[Dataset entries]

★ ★ ★ ★

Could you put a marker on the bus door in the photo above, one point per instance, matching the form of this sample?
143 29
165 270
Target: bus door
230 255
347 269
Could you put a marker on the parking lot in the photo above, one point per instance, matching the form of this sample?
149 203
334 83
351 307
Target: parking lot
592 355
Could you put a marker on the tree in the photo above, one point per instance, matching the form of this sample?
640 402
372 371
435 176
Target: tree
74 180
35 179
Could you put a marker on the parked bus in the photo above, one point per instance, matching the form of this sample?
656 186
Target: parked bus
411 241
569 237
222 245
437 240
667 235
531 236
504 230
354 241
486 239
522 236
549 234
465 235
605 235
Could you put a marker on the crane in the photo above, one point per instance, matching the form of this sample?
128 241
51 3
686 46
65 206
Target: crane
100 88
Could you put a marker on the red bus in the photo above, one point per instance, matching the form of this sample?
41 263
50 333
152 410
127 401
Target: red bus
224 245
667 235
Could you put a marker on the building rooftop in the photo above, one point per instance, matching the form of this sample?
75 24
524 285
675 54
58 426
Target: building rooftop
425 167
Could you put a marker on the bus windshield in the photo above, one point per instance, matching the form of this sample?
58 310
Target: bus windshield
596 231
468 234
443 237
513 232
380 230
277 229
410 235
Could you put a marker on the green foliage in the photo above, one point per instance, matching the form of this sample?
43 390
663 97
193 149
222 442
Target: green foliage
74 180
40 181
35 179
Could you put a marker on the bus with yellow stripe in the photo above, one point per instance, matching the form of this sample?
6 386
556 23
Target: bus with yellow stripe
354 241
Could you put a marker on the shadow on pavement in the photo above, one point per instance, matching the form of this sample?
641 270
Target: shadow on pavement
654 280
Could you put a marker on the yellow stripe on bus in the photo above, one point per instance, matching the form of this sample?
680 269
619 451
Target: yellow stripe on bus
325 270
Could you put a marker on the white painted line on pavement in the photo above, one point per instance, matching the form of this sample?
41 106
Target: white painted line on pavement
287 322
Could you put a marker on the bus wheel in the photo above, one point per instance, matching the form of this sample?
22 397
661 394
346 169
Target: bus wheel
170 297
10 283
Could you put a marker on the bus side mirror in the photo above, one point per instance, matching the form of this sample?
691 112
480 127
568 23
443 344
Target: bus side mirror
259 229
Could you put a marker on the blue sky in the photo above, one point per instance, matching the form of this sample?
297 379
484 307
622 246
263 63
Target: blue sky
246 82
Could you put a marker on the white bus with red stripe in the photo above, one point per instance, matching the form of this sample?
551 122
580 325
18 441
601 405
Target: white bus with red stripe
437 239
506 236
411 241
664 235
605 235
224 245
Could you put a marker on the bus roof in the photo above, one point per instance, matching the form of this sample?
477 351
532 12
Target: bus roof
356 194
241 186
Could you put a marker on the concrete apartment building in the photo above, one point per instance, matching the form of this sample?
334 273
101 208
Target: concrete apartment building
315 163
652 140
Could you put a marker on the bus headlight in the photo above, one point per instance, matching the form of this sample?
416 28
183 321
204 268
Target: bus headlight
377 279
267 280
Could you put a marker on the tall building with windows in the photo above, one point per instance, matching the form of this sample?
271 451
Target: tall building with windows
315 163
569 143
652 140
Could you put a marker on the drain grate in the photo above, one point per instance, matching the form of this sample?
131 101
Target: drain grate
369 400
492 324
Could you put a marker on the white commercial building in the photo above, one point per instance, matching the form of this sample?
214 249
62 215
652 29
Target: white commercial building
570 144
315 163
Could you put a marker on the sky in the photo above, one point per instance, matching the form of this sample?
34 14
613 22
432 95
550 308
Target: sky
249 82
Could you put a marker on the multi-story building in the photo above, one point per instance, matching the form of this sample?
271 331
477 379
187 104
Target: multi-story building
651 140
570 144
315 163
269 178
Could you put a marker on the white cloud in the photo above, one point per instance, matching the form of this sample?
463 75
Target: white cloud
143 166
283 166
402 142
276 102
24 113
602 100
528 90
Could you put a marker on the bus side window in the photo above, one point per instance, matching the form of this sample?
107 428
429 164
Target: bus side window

★ ★ ★ ★

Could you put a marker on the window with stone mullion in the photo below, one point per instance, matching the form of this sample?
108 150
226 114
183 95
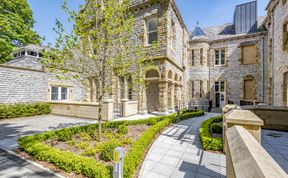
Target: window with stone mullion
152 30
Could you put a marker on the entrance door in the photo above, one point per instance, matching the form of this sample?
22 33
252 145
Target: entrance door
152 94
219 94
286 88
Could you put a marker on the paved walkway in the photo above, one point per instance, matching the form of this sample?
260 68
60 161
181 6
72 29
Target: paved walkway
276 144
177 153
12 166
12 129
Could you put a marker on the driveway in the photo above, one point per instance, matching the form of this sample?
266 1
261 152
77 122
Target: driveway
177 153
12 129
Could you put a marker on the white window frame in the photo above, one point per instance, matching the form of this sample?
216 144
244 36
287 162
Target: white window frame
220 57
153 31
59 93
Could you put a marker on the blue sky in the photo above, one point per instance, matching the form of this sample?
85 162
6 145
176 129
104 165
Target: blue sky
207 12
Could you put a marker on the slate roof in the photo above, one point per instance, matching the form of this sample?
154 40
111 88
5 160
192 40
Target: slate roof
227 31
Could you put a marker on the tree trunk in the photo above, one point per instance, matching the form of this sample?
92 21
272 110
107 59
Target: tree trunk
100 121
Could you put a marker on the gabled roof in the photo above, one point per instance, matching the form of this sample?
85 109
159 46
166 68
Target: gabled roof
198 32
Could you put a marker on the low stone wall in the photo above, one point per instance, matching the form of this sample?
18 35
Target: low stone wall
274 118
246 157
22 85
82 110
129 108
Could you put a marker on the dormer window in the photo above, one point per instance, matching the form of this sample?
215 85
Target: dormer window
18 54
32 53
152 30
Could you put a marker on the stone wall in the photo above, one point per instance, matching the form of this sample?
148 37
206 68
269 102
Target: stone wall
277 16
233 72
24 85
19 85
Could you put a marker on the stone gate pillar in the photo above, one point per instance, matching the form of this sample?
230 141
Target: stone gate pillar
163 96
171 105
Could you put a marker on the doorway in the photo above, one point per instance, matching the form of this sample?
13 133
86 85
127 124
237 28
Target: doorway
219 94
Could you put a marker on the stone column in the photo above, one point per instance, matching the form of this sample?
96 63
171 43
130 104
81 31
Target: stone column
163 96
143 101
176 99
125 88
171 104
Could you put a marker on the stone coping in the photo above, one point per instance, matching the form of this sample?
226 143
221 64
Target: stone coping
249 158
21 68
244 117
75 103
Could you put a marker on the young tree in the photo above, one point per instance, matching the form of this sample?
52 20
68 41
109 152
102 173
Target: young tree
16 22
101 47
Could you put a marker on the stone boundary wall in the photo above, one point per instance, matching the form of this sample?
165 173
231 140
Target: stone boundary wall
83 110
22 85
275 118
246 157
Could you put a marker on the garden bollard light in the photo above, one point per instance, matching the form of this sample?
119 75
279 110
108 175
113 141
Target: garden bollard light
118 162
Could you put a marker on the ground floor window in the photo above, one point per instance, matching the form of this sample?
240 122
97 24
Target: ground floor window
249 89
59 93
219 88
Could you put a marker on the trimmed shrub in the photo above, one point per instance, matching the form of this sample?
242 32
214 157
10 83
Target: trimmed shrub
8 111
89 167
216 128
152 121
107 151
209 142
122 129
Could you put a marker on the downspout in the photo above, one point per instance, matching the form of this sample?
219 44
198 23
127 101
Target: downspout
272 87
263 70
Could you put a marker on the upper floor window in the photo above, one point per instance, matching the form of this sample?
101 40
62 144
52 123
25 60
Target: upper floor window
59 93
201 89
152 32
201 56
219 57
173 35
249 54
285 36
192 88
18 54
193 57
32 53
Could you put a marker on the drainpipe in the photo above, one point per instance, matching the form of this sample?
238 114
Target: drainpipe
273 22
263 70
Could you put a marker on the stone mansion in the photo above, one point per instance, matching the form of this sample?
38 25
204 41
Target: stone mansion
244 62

★ ★ ★ ★

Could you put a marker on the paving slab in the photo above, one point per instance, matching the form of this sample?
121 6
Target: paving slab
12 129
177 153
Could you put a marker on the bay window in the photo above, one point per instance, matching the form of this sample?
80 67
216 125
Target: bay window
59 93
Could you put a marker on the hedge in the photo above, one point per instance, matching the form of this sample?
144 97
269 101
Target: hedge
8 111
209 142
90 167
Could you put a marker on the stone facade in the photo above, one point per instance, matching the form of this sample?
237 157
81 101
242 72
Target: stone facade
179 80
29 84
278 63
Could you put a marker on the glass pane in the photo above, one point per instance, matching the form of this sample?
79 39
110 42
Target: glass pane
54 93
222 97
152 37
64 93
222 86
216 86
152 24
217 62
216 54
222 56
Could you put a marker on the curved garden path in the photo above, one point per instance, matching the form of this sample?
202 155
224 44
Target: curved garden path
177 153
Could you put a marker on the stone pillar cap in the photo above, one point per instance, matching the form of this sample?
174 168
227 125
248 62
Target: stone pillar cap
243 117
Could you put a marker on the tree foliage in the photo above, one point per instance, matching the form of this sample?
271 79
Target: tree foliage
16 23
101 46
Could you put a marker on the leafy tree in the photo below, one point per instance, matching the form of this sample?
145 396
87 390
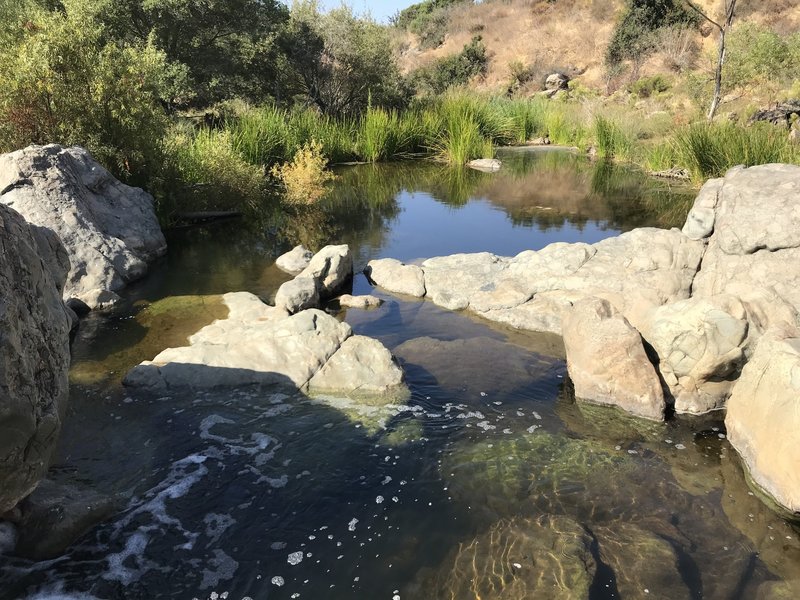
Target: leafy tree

★ ★ ★ ★

OBJECTIVE:
Gather every line from the entries that contains the word "hedge" and copy each one out.

THE COMPLETED TASK:
Could you put a marker on the hedge in the photo above, one point per instance, matching the form of this sample?
Target: hedge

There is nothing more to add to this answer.